** Begin Data section **
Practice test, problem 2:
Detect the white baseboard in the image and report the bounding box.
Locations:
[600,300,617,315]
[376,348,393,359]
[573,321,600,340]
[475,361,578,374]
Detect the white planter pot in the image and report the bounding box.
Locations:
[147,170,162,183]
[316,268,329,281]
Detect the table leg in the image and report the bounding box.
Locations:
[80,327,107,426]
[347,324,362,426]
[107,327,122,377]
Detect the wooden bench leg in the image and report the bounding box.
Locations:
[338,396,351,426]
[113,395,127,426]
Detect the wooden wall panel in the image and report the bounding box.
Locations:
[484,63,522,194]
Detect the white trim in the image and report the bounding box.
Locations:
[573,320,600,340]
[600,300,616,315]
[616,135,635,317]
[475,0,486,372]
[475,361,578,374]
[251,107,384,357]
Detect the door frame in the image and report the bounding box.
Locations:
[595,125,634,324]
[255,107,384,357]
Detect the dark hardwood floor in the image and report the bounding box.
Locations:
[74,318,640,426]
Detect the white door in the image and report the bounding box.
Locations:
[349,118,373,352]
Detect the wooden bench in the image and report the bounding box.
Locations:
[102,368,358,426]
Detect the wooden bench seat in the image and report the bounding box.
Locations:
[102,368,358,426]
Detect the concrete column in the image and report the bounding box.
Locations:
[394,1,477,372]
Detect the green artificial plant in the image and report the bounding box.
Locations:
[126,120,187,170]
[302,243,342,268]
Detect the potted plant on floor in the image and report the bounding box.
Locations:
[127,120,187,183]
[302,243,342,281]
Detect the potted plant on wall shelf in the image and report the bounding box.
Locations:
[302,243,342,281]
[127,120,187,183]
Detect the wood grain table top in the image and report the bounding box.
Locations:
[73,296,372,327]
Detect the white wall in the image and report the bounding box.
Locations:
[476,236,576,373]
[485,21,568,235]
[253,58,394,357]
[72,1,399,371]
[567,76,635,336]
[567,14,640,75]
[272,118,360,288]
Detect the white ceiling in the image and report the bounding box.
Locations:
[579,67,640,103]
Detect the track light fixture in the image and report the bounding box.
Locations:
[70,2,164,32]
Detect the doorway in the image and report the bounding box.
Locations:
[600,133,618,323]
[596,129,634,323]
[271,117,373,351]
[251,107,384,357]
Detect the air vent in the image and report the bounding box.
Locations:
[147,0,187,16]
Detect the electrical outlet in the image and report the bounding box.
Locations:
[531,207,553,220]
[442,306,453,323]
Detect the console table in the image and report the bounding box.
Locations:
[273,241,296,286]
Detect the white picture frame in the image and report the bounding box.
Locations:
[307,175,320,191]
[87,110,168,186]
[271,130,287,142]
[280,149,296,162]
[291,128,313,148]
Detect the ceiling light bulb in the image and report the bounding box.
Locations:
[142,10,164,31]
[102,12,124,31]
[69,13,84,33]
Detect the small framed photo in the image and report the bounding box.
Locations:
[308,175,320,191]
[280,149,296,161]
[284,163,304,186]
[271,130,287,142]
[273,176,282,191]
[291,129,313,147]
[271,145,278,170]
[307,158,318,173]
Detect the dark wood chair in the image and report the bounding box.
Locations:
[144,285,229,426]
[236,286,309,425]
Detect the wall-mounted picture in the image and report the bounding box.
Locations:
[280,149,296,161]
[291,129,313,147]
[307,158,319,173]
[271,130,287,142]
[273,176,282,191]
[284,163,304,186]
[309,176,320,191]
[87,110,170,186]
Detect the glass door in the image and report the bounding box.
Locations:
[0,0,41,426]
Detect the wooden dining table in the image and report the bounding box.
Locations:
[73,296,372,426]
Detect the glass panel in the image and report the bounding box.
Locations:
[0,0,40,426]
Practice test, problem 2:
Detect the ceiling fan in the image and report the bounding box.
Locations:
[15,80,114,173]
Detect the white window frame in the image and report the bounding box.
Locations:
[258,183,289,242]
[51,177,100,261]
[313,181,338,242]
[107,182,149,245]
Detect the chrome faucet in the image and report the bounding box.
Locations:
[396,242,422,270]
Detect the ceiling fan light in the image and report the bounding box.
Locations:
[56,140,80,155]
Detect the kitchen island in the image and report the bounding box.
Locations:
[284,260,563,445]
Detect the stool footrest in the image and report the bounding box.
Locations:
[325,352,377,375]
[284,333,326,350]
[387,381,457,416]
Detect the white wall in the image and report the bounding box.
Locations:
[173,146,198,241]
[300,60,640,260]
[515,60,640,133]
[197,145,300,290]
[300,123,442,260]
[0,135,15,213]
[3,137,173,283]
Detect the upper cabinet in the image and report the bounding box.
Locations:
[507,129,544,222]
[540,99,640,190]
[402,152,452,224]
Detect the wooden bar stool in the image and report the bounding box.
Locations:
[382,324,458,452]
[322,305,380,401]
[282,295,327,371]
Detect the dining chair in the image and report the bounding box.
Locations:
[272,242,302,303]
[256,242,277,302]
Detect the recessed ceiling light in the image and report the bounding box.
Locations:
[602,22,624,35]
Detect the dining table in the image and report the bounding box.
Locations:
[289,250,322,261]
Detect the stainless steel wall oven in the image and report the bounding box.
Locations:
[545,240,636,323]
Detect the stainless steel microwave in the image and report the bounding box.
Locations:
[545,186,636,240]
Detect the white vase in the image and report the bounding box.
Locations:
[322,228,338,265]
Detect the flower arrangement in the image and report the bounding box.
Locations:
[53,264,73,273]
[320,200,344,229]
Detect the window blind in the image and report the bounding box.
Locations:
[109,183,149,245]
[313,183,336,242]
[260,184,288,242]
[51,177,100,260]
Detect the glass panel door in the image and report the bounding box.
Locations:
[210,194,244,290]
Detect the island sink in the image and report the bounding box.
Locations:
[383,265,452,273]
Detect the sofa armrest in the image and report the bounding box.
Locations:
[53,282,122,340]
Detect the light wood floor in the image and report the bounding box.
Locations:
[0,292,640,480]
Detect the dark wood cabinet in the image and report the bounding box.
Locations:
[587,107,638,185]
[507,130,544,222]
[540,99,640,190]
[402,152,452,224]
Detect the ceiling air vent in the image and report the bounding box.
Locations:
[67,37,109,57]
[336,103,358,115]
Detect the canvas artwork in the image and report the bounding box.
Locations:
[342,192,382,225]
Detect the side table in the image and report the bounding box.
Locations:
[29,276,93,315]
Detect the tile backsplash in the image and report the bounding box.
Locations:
** End Data section **
### Exercise aim
Please convert every line of the items above into a numbered list, leaving out any blank lines.

### Output of the task
1. Practice test, problem 2:
2. Detect the white baseboard in the image and report the bounding box.
3. Locations:
4. [600,300,617,315]
5. [376,348,393,359]
6. [573,321,600,340]
7. [475,361,578,374]
8. Detect the white planter pot in the image and report the bounding box.
9. Locations:
10. [147,170,162,183]
11. [316,268,329,281]
12. Detect the table leg in the image and report the bounding box.
13. Locations:
14. [80,327,107,426]
15. [347,324,362,426]
16. [107,327,122,377]
17. Detect the wooden bench leg in the image and report the bounding box.
18. Locations:
19. [338,396,351,426]
20. [113,395,127,426]
21. Detect the wooden wall panel in the image and report the bounding box.
22. Locations:
23. [484,63,522,194]
24. Detect the white trim in the image and report the bounding box.
25. Locations:
26. [573,320,600,340]
27. [600,300,616,315]
28. [616,135,635,317]
29. [475,0,486,372]
30. [475,361,578,374]
31. [251,107,384,357]
32. Detect the door frame in the image and report the bounding box.
33. Locations:
34. [595,125,634,324]
35. [255,107,384,357]
36. Detect the dark hardwood floor in the image and report the bounding box.
37. Locations:
38. [74,318,640,426]
39. Detect the white door in the image and report the bounding box.
40. Locations:
41. [349,118,373,352]
42. Detect the wooden bench in the image and report the bounding box.
43. Locations:
44. [102,368,358,426]
45. Detect the wooden bench seat in the image and report the bounding box.
46. Locations:
47. [102,368,358,426]
48. Detect the concrete column in the image and report the bounding box.
49. Locations:
50. [394,1,477,372]
51. Detect the green artificial plant in the image and report the bounding box.
52. Locations:
53. [126,120,187,170]
54. [302,243,342,268]
55. Detect the potted plant on floor in the image and report the bounding box.
56. Locations:
57. [127,120,187,183]
58. [302,243,342,281]
59. Detect the potted plant on wall shelf in the image and report the bounding box.
60. Locations:
61. [302,243,342,281]
62. [127,120,187,183]
63. Detect the wood grain table top in the image and report the bounding box.
64. Locations:
65. [73,296,372,327]
66. Detect the white wall in the image and report the bounding box.
67. Locations:
68. [476,236,576,373]
69. [485,21,568,235]
70. [253,58,394,357]
71. [72,1,399,371]
72. [567,76,635,336]
73. [567,14,640,75]
74. [272,118,360,288]
75. Detect the white ceiling in the image and report the bounding box.
76. Locations:
77. [579,67,640,103]
78. Detect the track light fixture in the image and report the bounding box.
79. Locations:
80. [70,2,164,32]
81. Detect the doorway in the image and report the bounding box.
82. Locations:
83. [600,133,618,323]
84. [596,129,634,323]
85. [271,117,373,351]
86. [251,107,384,357]
87. Detect the air vent in the image and report the bounding box.
88. Locations:
89. [147,0,187,16]
90. Detect the electrical outlet in the image and report the bounding box.
91. Locations:
92. [531,207,553,220]
93. [442,306,453,323]
94. Detect the console table in the image and report the bounding box.
95. Locations:
96. [273,241,296,286]
97. Detect the white picture frame in the image and report the bounding box.
98. Locations:
99. [307,175,320,191]
100. [87,110,168,186]
101. [271,130,287,142]
102. [280,149,296,162]
103. [291,128,313,148]
104. Detect the ceiling light bulb in the image and report the bounding box.
105. Locations:
106. [142,10,164,31]
107. [102,12,124,31]
108. [69,13,84,33]
109. Detect the small framed photo in the image and report the bounding box.
110. Locations:
111. [308,175,320,191]
112. [280,149,296,161]
113. [284,163,304,186]
114. [271,130,287,142]
115. [273,176,282,191]
116. [291,129,313,147]
117. [271,145,278,170]
118. [307,158,318,173]
119. Detect the dark wood chair in the image and report the bounding box.
120. Locations:
121. [144,285,229,426]
122. [236,286,309,425]
123. Detect the wall-mounted picture in the image and report the bounding box.
124. Locations:
125. [280,149,296,161]
126. [291,129,313,147]
127. [307,158,319,173]
128. [271,130,287,142]
129. [273,176,282,191]
130. [284,163,304,186]
131. [309,176,320,191]
132. [87,110,170,186]
133. Detect the glass door in the image and report the bounding box.
134. Locations:
135. [0,0,41,426]
136. Detect the wooden dining table in the image and report the bounding box.
137. Locations:
138. [73,296,372,426]
139. Detect the glass panel in the image and report the bounding box.
140. Locations:
141. [0,0,40,426]
142. Practice test, problem 2:
143. Detect the ceiling fan in the image and report the bounding box.
144. Locations:
145. [15,80,114,173]
146. Detect the white window frame in the image and report the bounding box.
147. Locations:
148. [258,183,289,242]
149. [51,177,100,261]
150. [313,181,338,242]
151. [107,182,149,245]
152. Detect the chrome faucet in the image and report the bounding box.
153. Locations:
154. [396,242,422,270]
155. Detect the ceiling fan light in the image and report the bounding box.
156. Locations:
157. [56,140,80,155]
158. Detect the kitchen island in the image and report the bounding box.
159. Locations:
160. [284,260,563,445]
161. Detect the stool footrest in the image and report the bounding box.
162. Locations:
163. [325,352,377,375]
164. [284,333,326,350]
165. [387,381,457,416]
166. Detect the white wall in the image and report the bounding box.
167. Locations:
168. [173,146,198,241]
169. [300,60,640,260]
170. [515,60,640,133]
171. [197,145,300,290]
172. [300,123,442,260]
173. [0,135,15,213]
174. [3,137,173,283]
175. Detect the upper cabinet in the image and report the bounding box.
176. Locations:
177. [507,129,544,222]
178. [540,99,640,190]
179. [402,152,452,224]
180. Detect the wooden bar stool in the image and report the bounding box.
181. Locations:
182. [382,324,458,452]
183. [322,305,380,401]
184. [282,295,327,371]
185. Detect the dining chair in the image and report the bounding box.
186. Locations:
187. [272,242,302,303]
188. [256,242,277,302]
189. Detect the recessed ceiling light in the image and report the bounding box.
190. Locations:
191. [602,22,624,35]
192. Detect the dining table in the image and report the bounding box.
193. Locations:
194. [289,250,322,261]
195. Detect the stainless steel wall oven in the image and report the bounding box.
196. Locations:
197. [545,240,636,323]
198. Detect the stainless steel microwave in the image and report the bounding box.
199. Locations:
200. [545,186,636,240]
201. Detect the white vase in the image and report the bounding box.
202. Locations:
203. [322,228,338,265]
204. Detect the flower arrangement in the image and report the bounding box.
205. Locations:
206. [53,264,73,273]
207. [320,200,344,229]
208. Detect the window blind in the image and report the bounding box.
209. Locations:
210. [109,183,149,245]
211. [313,183,336,242]
212. [260,184,288,242]
213. [51,177,100,260]
214. Detect the glass panel door in the image and report the bounding box.
215. Locations:
216. [210,194,244,290]
217. Detect the island sink in the image and report the bounding box.
218. Locations:
219. [383,265,452,273]
220. Detect the sofa armrest in the image and report the bounding box.
221. Locations:
222. [53,282,122,340]
223. Detect the light wood floor in the image and report the bounding box.
224. Locations:
225. [0,292,640,480]
226. Detect the dark wood cabinet in the image and report the bounding box.
227. Locations:
228. [587,107,638,185]
229. [507,130,544,222]
230. [540,99,640,190]
231. [402,152,452,224]
232. Detect the ceiling air vent in the image and report the bounding box.
233. Locations:
234. [67,37,109,57]
235. [336,103,358,115]
236. Detect the canvas artwork in the image and report the bounding box.
237. Locations:
238. [342,192,382,225]
239. Detect the side table in the image and report the bounding box.
240. Locations:
241. [29,276,93,315]
242. Detect the tile backsplash in the image and report the bounding box.
243. Locations:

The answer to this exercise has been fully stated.